**TASK INSTRUCTIONS**
1) Answer these questions from the gospel passage:
(a) What does the gospel passage say both men bear?
(b) According to the gospel passage, what are both men due from their Maker?
(c) What is the promise of the gospel, as the gospel passage states it?
2) Please write out the gospel passage word for word, everything from "From their Maker, however, both" down to "It is finished.".

**TEXT BLOCK**
================================

Repent and believe the gospel. Which is precisely what I would have said to George Floyd, had I the opportunity. Which doesn’t in the least suggest a moral equivalency between the actions of the two. It does, however, suggest a moral equivalency between the persons of the two. Both men bear the image of their Maker. As such both are due, on this earthly sphere, dignity and respect. That one failed to show such to the other changes not what both are owed.
From their Maker, however, both are due nothing but wrath and judgment. Both have fallen well short of God’s call to live in perfect obedience. Each of these two men woke up, in themselves, and just like the rest of us, under a death sentence from the Judge of heaven and earth. That sentence, because of the absolute justice of the Judge, must be served. The promise of the gospel, however, is that Jesus suffered that sentence for all who rest in Him. It is finished.

================================

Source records
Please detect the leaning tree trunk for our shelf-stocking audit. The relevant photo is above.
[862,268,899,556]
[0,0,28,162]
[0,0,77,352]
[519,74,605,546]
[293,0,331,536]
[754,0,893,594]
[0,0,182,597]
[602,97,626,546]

================================

**ANSWERS TO THE EXERCISE**
1)
(a) The image of their Maker.
(b) Nothing but wrath and judgment.
(c) That Jesus suffered that sentence for all who rest in Him.

2)
From their Maker, however, both are due nothing but wrath and judgment. Both have fallen well short of God’s call to live in perfect obedience. Each of these two men woke up, in themselves, and just like the rest of us, under a death sentence from the Judge of heaven and earth. That sentence, because of the absolute justice of the Judge, must be served. The promise of the gospel, however, is that Jesus suffered that sentence for all who rest in Him. It is finished.